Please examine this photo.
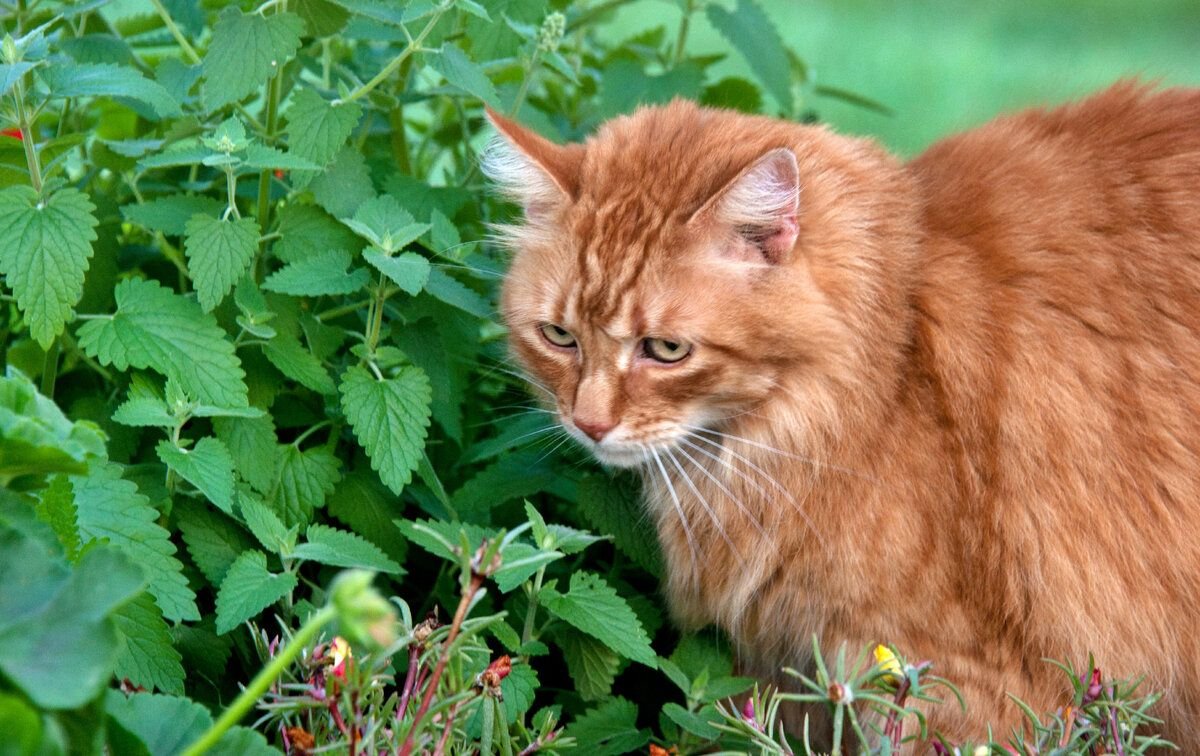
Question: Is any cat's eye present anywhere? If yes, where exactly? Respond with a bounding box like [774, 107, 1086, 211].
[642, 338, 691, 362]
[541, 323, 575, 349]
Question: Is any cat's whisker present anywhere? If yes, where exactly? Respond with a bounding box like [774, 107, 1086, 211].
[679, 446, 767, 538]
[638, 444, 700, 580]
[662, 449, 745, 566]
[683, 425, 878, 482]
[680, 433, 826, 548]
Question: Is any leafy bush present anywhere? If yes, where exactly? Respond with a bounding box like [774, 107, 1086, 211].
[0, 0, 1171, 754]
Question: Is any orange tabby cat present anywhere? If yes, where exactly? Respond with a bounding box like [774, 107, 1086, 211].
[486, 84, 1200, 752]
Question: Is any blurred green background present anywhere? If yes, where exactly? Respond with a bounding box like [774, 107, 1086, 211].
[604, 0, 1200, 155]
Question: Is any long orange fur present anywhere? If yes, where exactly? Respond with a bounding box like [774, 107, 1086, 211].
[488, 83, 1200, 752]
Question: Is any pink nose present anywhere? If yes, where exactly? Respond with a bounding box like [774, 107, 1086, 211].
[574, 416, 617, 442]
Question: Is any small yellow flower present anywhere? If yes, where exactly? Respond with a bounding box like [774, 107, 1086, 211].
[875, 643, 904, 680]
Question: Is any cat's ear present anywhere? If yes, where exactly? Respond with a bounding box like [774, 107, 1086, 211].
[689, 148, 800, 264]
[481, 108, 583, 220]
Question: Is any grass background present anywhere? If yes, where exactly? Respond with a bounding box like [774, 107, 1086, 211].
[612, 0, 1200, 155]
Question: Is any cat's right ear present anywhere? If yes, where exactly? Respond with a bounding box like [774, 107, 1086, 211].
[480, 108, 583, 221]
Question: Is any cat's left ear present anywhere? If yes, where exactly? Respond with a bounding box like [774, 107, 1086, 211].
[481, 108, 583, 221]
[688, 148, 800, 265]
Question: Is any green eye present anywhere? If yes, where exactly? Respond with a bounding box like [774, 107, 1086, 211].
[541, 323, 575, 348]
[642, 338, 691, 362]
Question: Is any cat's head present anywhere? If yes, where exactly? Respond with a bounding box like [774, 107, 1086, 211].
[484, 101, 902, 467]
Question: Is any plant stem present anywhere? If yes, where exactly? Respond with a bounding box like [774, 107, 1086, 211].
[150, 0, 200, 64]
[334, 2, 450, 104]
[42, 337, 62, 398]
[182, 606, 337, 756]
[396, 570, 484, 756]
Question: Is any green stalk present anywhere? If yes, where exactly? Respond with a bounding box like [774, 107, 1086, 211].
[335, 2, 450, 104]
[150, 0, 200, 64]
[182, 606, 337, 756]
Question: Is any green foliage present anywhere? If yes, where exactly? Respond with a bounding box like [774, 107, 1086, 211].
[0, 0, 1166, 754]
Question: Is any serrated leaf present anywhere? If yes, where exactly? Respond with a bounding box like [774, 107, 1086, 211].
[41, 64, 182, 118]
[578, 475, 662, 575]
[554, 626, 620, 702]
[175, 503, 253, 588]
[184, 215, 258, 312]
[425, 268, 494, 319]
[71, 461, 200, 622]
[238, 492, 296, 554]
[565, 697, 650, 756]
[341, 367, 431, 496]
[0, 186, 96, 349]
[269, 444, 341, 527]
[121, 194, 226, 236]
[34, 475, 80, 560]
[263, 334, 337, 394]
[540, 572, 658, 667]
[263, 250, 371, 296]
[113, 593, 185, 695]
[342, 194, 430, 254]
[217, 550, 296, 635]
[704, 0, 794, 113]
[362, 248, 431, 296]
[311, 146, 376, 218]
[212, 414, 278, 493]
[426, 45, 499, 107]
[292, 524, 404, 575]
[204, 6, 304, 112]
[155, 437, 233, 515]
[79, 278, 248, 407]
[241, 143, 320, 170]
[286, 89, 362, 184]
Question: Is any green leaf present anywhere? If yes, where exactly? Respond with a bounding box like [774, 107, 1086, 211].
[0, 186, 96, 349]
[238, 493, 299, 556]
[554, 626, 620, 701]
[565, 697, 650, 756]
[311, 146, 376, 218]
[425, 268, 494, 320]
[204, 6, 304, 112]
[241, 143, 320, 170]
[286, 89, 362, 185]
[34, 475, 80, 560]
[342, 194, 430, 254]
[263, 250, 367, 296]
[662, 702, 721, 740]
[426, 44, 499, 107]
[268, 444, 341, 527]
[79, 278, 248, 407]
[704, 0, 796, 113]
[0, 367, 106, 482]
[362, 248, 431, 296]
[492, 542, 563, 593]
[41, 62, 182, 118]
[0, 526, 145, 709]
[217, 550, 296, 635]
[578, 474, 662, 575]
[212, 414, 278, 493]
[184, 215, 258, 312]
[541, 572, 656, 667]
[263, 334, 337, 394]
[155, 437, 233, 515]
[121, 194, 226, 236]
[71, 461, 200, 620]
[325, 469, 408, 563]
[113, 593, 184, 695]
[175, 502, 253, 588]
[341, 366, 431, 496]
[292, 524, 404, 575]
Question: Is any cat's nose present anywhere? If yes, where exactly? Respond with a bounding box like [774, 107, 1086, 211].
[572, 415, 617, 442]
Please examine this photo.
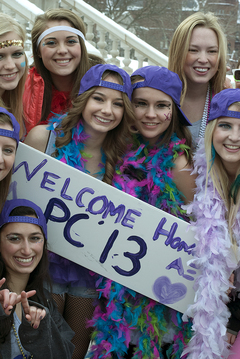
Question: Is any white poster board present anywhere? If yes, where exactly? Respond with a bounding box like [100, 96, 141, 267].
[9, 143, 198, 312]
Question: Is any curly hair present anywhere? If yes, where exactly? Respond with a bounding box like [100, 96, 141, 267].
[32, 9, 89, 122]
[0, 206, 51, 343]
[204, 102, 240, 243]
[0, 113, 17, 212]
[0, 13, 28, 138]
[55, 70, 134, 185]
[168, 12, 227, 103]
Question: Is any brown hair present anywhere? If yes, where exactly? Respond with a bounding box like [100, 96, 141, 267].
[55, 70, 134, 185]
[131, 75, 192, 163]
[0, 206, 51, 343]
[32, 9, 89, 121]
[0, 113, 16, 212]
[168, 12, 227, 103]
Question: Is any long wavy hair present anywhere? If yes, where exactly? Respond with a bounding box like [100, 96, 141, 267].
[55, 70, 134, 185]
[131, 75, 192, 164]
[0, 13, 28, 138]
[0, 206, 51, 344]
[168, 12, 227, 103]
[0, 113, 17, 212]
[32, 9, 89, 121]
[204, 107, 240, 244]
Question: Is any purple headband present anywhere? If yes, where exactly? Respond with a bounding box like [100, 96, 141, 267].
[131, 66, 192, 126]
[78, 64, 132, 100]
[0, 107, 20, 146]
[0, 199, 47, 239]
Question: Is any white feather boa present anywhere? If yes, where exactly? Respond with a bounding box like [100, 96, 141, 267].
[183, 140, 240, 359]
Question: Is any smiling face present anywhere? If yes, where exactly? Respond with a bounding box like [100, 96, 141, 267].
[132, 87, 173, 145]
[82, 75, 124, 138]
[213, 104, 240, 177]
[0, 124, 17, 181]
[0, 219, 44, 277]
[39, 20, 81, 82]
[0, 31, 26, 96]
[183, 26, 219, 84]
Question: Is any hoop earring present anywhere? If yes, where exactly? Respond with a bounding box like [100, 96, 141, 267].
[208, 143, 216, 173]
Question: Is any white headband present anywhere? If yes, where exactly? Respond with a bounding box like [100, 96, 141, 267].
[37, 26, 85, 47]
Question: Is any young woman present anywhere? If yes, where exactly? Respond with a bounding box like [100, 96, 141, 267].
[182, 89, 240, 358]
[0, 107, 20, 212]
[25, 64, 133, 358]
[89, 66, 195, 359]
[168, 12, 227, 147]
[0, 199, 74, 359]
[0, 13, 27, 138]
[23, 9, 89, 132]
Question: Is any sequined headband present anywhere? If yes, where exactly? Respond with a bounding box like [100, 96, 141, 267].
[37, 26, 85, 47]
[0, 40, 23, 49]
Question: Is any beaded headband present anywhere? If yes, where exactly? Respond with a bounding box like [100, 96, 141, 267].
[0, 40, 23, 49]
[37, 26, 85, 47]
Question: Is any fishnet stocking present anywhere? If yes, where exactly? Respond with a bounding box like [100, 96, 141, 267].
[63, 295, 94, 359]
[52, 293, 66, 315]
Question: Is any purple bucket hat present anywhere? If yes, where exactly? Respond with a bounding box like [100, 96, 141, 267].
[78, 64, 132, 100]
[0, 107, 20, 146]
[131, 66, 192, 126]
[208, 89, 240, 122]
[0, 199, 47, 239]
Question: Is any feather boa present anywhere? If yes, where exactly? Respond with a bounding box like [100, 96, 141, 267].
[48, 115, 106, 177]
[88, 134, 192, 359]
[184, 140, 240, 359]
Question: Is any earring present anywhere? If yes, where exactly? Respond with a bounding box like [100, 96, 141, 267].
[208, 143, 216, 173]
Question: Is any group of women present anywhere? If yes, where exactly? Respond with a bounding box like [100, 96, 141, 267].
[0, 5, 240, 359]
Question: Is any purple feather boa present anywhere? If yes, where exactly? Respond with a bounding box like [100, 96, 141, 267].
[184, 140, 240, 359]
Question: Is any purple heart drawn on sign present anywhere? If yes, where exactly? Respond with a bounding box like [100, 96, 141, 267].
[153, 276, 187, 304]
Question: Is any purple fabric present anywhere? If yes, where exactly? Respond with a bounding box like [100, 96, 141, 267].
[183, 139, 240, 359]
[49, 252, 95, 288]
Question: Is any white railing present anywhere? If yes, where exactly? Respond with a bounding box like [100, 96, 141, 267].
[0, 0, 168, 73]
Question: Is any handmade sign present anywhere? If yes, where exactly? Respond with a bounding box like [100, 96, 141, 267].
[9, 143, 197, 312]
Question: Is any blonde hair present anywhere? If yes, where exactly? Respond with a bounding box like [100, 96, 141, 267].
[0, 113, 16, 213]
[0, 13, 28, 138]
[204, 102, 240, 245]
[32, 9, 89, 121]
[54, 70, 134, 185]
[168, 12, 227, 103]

—————

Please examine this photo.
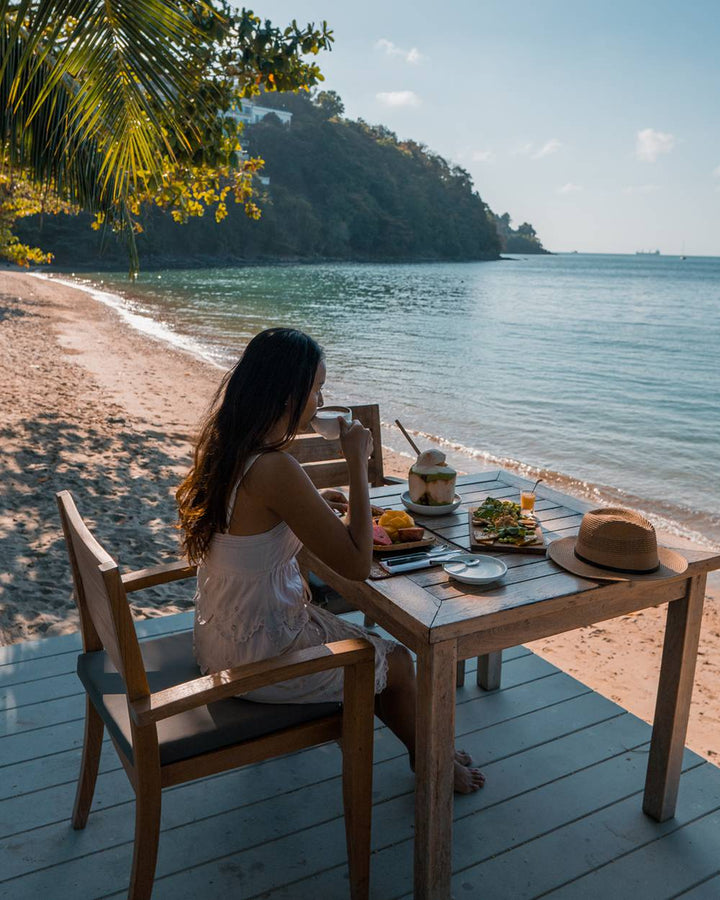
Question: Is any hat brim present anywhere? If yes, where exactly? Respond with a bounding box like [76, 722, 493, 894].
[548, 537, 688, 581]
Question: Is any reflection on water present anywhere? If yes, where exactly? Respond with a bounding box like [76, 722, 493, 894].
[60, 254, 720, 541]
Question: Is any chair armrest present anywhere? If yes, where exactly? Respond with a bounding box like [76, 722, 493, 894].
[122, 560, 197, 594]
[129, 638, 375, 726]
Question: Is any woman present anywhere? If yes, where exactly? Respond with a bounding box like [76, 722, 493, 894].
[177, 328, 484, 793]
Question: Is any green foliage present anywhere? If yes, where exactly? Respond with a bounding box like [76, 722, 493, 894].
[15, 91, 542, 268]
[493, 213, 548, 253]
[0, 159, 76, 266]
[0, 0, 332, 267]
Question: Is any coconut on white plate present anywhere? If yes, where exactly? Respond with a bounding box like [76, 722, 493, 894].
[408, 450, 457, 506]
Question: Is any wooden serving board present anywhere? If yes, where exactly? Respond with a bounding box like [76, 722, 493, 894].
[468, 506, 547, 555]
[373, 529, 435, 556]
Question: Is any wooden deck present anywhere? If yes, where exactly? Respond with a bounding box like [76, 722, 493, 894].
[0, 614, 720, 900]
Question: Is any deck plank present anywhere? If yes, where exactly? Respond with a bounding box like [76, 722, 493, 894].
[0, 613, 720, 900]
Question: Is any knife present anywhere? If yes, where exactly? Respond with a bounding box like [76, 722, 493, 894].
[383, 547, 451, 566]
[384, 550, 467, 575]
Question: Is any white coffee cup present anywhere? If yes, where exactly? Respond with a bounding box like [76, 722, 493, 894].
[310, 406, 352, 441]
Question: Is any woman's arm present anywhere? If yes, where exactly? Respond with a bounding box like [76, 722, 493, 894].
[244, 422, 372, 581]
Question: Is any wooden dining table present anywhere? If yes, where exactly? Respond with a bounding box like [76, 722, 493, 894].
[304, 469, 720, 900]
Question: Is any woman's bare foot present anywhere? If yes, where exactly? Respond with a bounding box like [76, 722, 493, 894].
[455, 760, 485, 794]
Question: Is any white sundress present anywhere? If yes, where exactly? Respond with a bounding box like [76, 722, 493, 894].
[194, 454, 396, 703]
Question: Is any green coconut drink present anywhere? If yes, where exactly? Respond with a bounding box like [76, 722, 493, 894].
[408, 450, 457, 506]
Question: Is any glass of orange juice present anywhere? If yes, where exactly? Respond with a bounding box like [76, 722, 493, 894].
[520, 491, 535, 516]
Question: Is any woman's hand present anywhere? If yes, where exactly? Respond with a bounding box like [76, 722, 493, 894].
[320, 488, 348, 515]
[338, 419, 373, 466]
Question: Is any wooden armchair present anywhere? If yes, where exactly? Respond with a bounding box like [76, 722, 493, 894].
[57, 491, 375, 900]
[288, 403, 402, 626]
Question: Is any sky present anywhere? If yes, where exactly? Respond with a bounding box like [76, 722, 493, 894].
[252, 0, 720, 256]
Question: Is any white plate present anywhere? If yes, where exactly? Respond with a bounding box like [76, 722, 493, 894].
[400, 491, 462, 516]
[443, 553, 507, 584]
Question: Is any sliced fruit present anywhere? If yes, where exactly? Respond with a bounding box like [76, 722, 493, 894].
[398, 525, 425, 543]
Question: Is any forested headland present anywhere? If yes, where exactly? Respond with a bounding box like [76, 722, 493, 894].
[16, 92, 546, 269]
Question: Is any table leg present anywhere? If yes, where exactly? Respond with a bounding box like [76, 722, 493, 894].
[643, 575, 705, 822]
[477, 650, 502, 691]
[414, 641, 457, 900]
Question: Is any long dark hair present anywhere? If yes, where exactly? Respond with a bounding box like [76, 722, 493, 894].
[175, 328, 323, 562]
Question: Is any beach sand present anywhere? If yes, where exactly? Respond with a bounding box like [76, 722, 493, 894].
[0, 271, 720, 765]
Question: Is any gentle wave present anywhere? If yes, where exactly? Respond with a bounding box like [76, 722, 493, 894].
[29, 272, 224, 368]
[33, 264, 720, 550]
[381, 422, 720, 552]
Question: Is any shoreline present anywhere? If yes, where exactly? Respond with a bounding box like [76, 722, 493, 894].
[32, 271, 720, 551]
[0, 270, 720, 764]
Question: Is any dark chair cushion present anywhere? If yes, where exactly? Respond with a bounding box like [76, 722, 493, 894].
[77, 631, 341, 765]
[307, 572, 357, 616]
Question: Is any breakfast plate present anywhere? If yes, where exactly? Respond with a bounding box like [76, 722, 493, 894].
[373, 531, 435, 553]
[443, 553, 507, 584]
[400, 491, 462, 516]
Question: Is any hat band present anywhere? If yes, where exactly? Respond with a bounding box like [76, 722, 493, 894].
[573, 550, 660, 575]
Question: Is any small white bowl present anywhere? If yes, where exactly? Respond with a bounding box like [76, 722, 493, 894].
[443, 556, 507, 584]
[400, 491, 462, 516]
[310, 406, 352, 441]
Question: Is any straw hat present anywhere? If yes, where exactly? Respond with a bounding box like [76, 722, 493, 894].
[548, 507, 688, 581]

—————

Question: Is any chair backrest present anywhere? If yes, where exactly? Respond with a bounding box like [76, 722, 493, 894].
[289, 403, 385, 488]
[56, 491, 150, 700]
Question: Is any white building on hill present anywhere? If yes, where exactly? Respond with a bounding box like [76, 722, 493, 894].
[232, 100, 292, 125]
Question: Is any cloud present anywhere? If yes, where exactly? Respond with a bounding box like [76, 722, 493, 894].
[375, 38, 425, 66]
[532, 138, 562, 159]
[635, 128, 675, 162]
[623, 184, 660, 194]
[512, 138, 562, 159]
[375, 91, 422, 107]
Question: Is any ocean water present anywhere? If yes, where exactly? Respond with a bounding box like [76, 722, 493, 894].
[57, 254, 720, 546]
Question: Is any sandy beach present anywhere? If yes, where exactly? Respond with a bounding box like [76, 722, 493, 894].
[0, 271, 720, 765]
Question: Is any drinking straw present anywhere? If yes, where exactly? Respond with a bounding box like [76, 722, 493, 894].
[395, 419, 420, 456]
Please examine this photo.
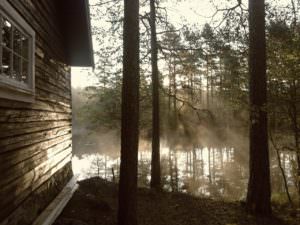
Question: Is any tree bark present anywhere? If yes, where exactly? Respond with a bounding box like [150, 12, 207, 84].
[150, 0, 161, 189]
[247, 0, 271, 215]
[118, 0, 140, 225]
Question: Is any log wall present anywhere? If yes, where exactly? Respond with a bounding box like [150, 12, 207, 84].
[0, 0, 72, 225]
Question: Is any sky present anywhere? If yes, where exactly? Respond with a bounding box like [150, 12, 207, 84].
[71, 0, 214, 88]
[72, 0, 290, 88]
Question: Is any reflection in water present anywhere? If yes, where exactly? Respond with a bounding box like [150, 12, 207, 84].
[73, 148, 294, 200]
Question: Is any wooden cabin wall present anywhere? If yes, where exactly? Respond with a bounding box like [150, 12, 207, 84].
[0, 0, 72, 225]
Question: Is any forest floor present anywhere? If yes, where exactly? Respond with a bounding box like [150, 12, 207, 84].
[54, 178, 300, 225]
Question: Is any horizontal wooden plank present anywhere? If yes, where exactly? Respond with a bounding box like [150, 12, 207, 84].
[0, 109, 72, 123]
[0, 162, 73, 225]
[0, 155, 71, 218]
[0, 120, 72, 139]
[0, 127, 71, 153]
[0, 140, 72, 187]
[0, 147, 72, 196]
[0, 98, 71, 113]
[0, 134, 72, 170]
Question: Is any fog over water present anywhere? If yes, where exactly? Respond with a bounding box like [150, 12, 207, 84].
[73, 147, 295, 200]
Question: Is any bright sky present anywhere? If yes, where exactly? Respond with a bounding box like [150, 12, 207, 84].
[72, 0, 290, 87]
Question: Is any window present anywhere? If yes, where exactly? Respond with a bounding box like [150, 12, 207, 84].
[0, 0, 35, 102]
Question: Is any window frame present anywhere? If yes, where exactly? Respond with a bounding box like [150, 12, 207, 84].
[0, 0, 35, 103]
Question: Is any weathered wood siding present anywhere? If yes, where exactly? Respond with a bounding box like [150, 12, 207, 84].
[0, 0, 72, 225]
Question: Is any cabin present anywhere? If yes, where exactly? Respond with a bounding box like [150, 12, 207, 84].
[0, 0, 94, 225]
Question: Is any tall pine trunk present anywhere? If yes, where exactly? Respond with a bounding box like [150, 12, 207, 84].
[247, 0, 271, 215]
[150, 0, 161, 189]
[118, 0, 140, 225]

—————

Collect every line of the listing that contains the string "earring", with case counting, and copy each of those lines out.

Question: Is any hoop earring present anywhere? If yes, where exactly? Respond with a bounding box like [100, 96, 141, 267].
Question: Is any earring present anywhere? If yes, where exactly? Respond with a bounding box like [100, 96, 141, 267].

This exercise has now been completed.